• [Gekozen fragment]:
........
Uitspraak 201704961/1/A1


Volledige tekst

201704961/1/A1.
Datum uitspraak: 8 augustus 2018

AFDELING
BESTUURSRECHTSPRAAK

Uitspraak op het hoger beroep van:

Syndicus Beheer B.V., gevestigd te Hedel, gemeente Maasdriel,
appellante,

tegen de uitspraak van de rechtbank Den Haag van 8 mei 2017 in zaken nrs. 16/8715 en 16/8428 in het geding tussen:

Syndicus

en

het college van burgemeester en wethouders van Leiden.

Procesverloop

Bij besluit van 20 april 2016 heeft het college geweigerd aan Syndicus ligplaatsvergunning te verlenen voor het aanleggen van een woonschip aan de [locatie] te Leiden (hierna: het perceel).

Bij besluit van 6 september 2016 heeft het college het door Syndicus daartegen gemaakte bezwaar ongegrond verklaard.

Bij besluit van 22 september 2016 heeft het college geweigerd aan Syndicus omgevingsvergunning te verlenen voor het in afwijking van het bestemmingsplan gebruiken van het perceel voor het aanleggen van een woonschip.

Bij uitspraak van 8 mei 2017 heeft de rechtbank de door Syndicus tegen de besluiten van 6 september 2016 en 22 september 2016 ingestelde beroepen ongegrond verklaard. Deze uitspraak is aangehecht.

Tegen deze uitspraak heeft Syndicus hoger beroep ingesteld.

Het college heeft een schriftelijke uiteenzetting gegeven.

Syndicus heeft nadere stukken ingediend.

De Afdeling heeft de zaak ter zitting behandeld op 13 juni 2018, waar Syndicus Beheer, vertegenwoordigd door [gemachtigden], en het college, vertegenwoordigd door mr. A. Kooij en ing. S.S. Chotkan, zijn verschenen.

Overwegingen

Inleiding

1. Syndicus heeft verzocht om een ligplaatsvergunning en een omgevingsvergunning voor het aanleggen van een woonschip op het perceel. Het college heeft de beide vergunningen geweigerd.

Volgens het college is het aanleggen van een woonschip op het perceel in strijd met het geldende bestemmingsplan "Leiden Noord 1e herziening" (hierna: het bestemmingsplan), omdat het perceel daarin niet als ligplaats is aangewezen. Het college wil niet meewerken aan afwijking van het bestemmingsplan door een omgevingsvergunning op grond van de Wet algemene bepalingen omgevingsrecht (hierna: de Wabo) te verlenen. Volgens hem is de sociale veiligheid ter plaatse gering, met als gevolg hinder voor omwonenden, en neemt het gevraagde woonschip door de breedte teveel ruimte van de sloot in beslag. Verder verdraagt een woonschip zich volgens het college niet met de ambitie om een ecologisch-landschappelijke overgangszone te creëren en om een groene en natuurvriendelijke oever met een openbaar karakter te realiseren. Volgens het college heeft het Hoogheemraadschap Rijnland verder aangegeven geen watervergunning te zullen verlenen voor het aanleggen van een woonschip.
........
• [Eisen opdracht]: Schrijf uit de uitspraak hierboven woordelijk over wat er staat van "Bij besluit van 20" tot en met "bezwaar ongegrond verklaard.".

• [Bronmateriaal]:
........
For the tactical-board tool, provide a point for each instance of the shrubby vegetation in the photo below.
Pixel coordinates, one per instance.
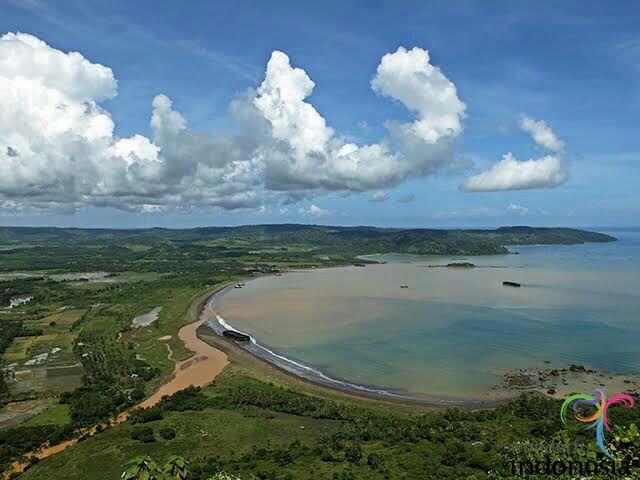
........
• [Volledige uitwerking]:
Bij besluit van 20 april 2016 heeft het college geweigerd aan Syndicus ligplaatsvergunning te verlenen voor het aanleggen van een woonschip aan de [locatie] te Leiden (hierna: het perceel).

Bij besluit van 6 september 2016 heeft het college het door Syndicus daartegen gemaakte bezwaar ongegrond verklaard.